» **Short task a**: Return every line of the entries below that contains the word "beige".

Processions take place across Ljubljana so be sure to keep an eye out for Old Man Frost (Dedek Mraz), Slovenia’s version of Father Christmas.
2. Kraków, Poland
The magnificent renaissance-era Cloth Hall provides the backdrop to Kraków’s Christmas market, a warren of tents that jostle for space with colourful szopki (nativity scenes) and barrels filled-to-the-brim with mulled wine. Along with the annual szopki competition, gifts and handicrafts are the main draw here. Exquisite cut-glass decorations, Baltic amber jewellery and woollen slippers from the Polish highlands make wonderful stocking fillers.
Don’t miss the stalls in the Cloth Hall itself where hand-carved wooden boxes and delicate Cracovian lace-work count among the highlights.
3. Riga, Latvia
In 1510, a guild of merchants from the city of Riga decorated a fir tree with flowers to commemorate the birth of Christ and, if the historical records are correct, the Christmas tree was born. Riga’s festive market, held in Dome Square in the old town, features a host of decorated trees in honour of the city’s 500-year tradition. The market also boasts chalets selling intricately woven baskets, painted silk and sheep-skin clothing. Keep warm with a mug of green tea, a slab of fiery gingerbread or some roasted almonds and admire the 19th century wooden houses and art nouveau architecture for which the Latvian capital is famous.
4. Bratislava and Levoča, Slovakia
Folk dancers and musicians take to the stage in Bratislava’s main square to celebrate a distinctly Slovakian Christmas. Browse among stalls offering traditional straw or metal work decorations, and šúpolienky – charming figures in peasant dress, crafted from dried corn husks. A glass of Slovakian medovina (mead) is sure to keep your cheeks rosy. Save room for a plate of lokše – decadent potato pancakes fried in duck fat and filled with sheep’s cheese or sauerkraut – or for warm crepes sprinkled with sugar and poppy seeds.

» **Input**:
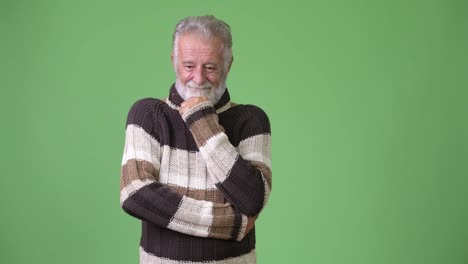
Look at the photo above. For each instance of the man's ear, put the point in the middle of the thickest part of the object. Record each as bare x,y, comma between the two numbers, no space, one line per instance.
230,63
172,60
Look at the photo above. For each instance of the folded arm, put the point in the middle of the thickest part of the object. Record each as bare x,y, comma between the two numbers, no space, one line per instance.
144,197
242,174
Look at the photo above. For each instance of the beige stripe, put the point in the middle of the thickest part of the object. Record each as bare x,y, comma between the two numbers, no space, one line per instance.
141,145
193,217
147,258
205,128
137,170
185,169
211,195
195,108
256,148
219,156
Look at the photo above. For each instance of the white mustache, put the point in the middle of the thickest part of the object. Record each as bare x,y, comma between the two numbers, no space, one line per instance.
193,85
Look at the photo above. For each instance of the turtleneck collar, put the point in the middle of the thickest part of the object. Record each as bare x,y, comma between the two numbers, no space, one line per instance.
175,100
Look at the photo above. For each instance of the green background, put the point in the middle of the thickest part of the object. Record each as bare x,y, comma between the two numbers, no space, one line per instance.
367,101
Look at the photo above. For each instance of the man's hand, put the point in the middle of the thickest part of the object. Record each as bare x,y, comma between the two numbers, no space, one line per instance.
250,223
189,103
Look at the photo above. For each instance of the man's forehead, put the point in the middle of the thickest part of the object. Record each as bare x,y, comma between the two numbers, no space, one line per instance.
191,41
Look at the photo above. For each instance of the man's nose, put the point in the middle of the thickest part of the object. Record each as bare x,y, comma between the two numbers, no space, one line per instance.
199,76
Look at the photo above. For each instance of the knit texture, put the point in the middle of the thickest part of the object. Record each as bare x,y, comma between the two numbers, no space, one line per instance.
194,179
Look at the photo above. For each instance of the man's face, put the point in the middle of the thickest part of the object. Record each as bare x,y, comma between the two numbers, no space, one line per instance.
199,67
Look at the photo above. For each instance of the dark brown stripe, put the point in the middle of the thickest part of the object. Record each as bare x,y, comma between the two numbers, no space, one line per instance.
211,195
166,243
206,111
205,128
223,221
266,172
154,202
244,187
137,170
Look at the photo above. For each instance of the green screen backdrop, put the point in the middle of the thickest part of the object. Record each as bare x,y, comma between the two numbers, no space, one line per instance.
367,102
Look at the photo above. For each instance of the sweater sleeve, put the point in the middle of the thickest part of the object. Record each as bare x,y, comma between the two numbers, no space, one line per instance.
242,174
144,197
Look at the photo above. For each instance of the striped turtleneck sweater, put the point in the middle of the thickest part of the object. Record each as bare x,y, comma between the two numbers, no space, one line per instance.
194,179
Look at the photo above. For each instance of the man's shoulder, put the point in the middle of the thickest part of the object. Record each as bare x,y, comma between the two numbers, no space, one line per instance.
143,110
255,117
147,103
249,110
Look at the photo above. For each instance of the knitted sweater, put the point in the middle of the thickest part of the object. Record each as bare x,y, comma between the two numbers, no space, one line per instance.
194,179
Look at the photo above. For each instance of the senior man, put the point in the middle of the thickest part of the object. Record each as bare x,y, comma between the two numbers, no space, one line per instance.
196,166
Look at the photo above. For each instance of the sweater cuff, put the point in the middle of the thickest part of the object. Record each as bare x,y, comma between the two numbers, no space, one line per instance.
202,121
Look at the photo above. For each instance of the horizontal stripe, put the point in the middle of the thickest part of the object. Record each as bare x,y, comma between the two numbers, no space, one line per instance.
225,107
185,169
137,170
205,128
219,156
256,148
199,107
210,195
193,217
153,202
132,187
197,115
141,146
169,244
266,172
147,258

» **Short task b**: From the Christmas markets text above, set down the passage from "2. Kraków, Poland" to "wonderful stocking fillers." word for word.

» **Task output a**:
Look at the photo above. For each instance of the beige stripe, put the point in the middle of the thickest part of the object. Record each as bare x,y, comma between the two numbers, no space, one line per instance.

» **Task output b**:
2. Kraków, Poland
The magnificent renaissance-era Cloth Hall provides the backdrop to Kraków’s Christmas market, a warren of tents that jostle for space with colourful szopki (nativity scenes) and barrels filled-to-the-brim with mulled wine. Along with the annual szopki competition, gifts and handicrafts are the main draw here. Exquisite cut-glass decorations, Baltic amber jewellery and woollen slippers from the Polish highlands make wonderful stocking fillers.